(Data items)
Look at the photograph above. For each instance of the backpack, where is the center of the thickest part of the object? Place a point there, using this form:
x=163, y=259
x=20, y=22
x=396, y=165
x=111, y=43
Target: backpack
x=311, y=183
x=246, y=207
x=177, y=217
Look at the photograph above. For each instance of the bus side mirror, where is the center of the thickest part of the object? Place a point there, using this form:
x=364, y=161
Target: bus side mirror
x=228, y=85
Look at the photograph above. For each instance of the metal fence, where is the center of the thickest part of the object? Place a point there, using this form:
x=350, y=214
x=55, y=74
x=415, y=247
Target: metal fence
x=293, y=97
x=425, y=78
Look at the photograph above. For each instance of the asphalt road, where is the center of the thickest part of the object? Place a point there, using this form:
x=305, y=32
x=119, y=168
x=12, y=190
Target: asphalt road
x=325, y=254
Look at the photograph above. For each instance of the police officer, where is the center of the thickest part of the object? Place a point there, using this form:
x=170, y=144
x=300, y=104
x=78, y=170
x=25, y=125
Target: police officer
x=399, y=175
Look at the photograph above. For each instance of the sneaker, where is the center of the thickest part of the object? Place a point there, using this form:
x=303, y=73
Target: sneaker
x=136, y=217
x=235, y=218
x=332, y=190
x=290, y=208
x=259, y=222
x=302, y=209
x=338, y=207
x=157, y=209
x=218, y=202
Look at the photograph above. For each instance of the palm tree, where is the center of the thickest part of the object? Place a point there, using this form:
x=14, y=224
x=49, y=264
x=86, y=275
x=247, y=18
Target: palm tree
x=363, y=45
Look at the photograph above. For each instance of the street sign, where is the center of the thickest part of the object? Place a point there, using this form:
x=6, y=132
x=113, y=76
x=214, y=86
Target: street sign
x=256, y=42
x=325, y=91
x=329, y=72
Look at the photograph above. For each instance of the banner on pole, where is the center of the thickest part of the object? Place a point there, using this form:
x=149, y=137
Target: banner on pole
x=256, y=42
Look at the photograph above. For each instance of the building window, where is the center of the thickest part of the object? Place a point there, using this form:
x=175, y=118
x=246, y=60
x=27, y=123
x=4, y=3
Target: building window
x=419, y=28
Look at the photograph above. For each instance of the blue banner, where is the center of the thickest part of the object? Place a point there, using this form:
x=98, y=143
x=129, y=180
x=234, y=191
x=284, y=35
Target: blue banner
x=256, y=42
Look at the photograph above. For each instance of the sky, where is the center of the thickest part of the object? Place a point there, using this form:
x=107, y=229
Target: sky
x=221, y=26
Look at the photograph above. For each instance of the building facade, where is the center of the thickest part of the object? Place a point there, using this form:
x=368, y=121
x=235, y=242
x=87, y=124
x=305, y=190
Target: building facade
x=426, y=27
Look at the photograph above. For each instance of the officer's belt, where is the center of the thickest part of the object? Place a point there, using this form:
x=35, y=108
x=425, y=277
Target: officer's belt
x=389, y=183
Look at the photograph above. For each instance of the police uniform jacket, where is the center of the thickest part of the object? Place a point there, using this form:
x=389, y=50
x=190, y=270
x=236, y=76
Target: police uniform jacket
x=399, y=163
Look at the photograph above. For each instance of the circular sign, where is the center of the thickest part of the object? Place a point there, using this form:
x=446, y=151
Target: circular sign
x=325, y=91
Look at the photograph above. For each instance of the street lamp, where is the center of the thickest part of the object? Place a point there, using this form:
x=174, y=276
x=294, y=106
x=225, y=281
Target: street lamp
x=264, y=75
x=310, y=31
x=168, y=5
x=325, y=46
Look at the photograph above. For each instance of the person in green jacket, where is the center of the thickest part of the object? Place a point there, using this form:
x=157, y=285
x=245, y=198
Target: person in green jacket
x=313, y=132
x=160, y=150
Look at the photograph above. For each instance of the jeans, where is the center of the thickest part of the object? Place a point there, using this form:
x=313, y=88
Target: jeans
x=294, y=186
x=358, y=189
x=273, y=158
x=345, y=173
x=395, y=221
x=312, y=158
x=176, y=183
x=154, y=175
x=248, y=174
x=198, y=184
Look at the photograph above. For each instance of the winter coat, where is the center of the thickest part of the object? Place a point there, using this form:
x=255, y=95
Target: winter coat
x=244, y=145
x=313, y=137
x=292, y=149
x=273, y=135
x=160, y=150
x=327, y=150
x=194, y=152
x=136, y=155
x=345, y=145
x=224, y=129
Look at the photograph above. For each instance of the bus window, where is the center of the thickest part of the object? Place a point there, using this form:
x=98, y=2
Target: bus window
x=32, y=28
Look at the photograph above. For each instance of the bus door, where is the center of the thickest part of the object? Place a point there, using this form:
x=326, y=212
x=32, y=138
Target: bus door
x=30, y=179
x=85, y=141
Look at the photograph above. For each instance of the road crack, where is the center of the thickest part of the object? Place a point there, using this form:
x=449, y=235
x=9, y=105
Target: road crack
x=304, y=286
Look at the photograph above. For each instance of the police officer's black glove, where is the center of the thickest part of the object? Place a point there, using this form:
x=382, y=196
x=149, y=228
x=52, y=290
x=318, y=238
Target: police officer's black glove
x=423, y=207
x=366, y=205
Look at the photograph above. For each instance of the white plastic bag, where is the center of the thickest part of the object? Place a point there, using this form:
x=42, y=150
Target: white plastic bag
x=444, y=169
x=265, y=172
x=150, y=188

» **GOAL OF THE EXERCISE**: Repeat the data above exactly.

» **SOLUTION TO THIS TASK**:
Look at the photograph above. For each instance of the backpack, where is the center of the thickest part of the object? Place a point there, using this form:
x=163, y=259
x=20, y=22
x=396, y=165
x=111, y=43
Target: backpack
x=311, y=183
x=246, y=207
x=177, y=217
Look at the photograph above. For each instance of the bus side mirror, where is the center of the thickest part of the object? Place a point there, using this form:
x=364, y=161
Target: bus side mirror
x=228, y=85
Look at the photograph above. For each instance of the metal fence, where is the center of the thickest part of the object? Place a point there, using this form:
x=350, y=214
x=55, y=74
x=415, y=247
Target: metal fence
x=293, y=97
x=425, y=78
Look at the photograph above. For each instance of the asphalt road, where is the center of the thickest part of the object? Place a point there, using this form:
x=305, y=32
x=119, y=168
x=12, y=190
Target: asphalt road
x=325, y=254
Look at the photograph above. For each instance of the police officer, where is the center of the thickest part of the object? Place a point there, using this form:
x=170, y=144
x=300, y=104
x=78, y=170
x=25, y=125
Target: police officer
x=399, y=175
Look at the photograph above. For each instance of the sneaker, where is the center of the thickest part of the object? Place a point there, using this form:
x=303, y=73
Target: sneaker
x=136, y=217
x=235, y=218
x=332, y=190
x=290, y=208
x=259, y=222
x=302, y=209
x=338, y=207
x=157, y=209
x=218, y=202
Look at the photograph above. For each instance of the palm tree, where is the center of the thickest part of the object? Place a point there, using this form:
x=14, y=224
x=49, y=264
x=86, y=275
x=247, y=18
Target: palm tree
x=363, y=45
Look at the photograph above. For each instance of the street sign, where is the center of the thickest part of the object? Place a point there, using this form:
x=6, y=132
x=113, y=76
x=214, y=86
Target: street sign
x=256, y=42
x=325, y=91
x=329, y=72
Look at the photograph above. For each instance of the banner on pole, where is the center of the thickest part of the object? Place a point there, using this form:
x=149, y=137
Target: banner on pole
x=256, y=42
Look at the photograph above. For each instance of the building window, where is the center of the thickest part of the object? Place a point there, using this form:
x=175, y=118
x=246, y=60
x=27, y=123
x=4, y=3
Target: building window
x=419, y=28
Look at the photograph above. For each instance of the blue banner, where is the center of the thickest part of the object? Place a point there, using this form:
x=98, y=143
x=129, y=180
x=234, y=191
x=284, y=35
Target: blue banner
x=256, y=42
Look at the photograph above. For each instance of the sky, where is the center of the thickest part of the object? Place a point there, using this form:
x=107, y=229
Target: sky
x=221, y=26
Look at the photograph above. For each instance of the building facade, where is the center of the thickest part of the object? Place a point there, using this form:
x=368, y=121
x=235, y=242
x=87, y=124
x=305, y=190
Target: building facade
x=426, y=27
Look at the photograph above. For each instance of the officer's belt, where is the center of the thickest part of the object? Place a point there, using this form:
x=35, y=108
x=425, y=277
Target: officer's belt
x=389, y=183
Look at the photograph above. For each instance of the police uniform jacket, where is the center of the thickest part of the object? Place a point there, using this form:
x=389, y=50
x=190, y=270
x=236, y=76
Target: police uniform jacket
x=399, y=163
Look at the photograph above. For each instance of the circular sign, where is the center of the thickest part of the object? Place a point there, using this form:
x=446, y=151
Target: circular sign
x=325, y=91
Look at the photograph above. For each instance of the street lamp, where is the center of the thickest part of the object? Place a point there, using this form:
x=174, y=276
x=294, y=106
x=225, y=281
Target: street lamp
x=264, y=75
x=310, y=31
x=168, y=5
x=325, y=46
Look at the photograph above. For each instance of the person in green jacket, where is the center of the thickest part of the object? Place a point there, using this form:
x=157, y=285
x=245, y=198
Target: person in green jacket
x=313, y=132
x=160, y=150
Look at the photograph above. For each instance of the jeans, where is the center of the thickest part of the object? Place a point there, using this form:
x=313, y=88
Target: jeans
x=294, y=186
x=358, y=189
x=273, y=158
x=345, y=173
x=395, y=221
x=312, y=158
x=176, y=183
x=154, y=175
x=248, y=174
x=198, y=184
Look at the photograph above. For each instance of the winter coat, where is the center of the thickest part of the object? Place a point there, using this form:
x=255, y=95
Target: winter coat
x=244, y=145
x=313, y=137
x=292, y=149
x=273, y=135
x=160, y=150
x=327, y=150
x=194, y=152
x=136, y=155
x=345, y=145
x=224, y=129
Look at the photograph above. For each instance of the bus window, where is the center of the thickest part of the object? Place a point there, using this form:
x=98, y=2
Target: bus window
x=32, y=28
Look at the photograph above. For each instance of the bus door, where is the center of the thickest part of the object? Place a point there, using this form:
x=326, y=212
x=32, y=138
Target: bus door
x=30, y=179
x=85, y=141
Look at the photograph above. For each instance of the road crack, where is the center of the thickest part of the object? Place a point there, using this form:
x=449, y=235
x=9, y=105
Target: road crack
x=304, y=286
Look at the photograph above. For each instance of the police officer's black glove, where is the center of the thickest part of the object? Place a point there, using this form:
x=382, y=196
x=149, y=228
x=52, y=290
x=318, y=238
Target: police officer's black glove
x=423, y=207
x=366, y=205
Look at the photograph above. For each instance of the white plastic bag, where is the center of the thickest part of the object? Place a point there, using this form:
x=42, y=150
Target: white plastic bag
x=444, y=169
x=265, y=172
x=150, y=188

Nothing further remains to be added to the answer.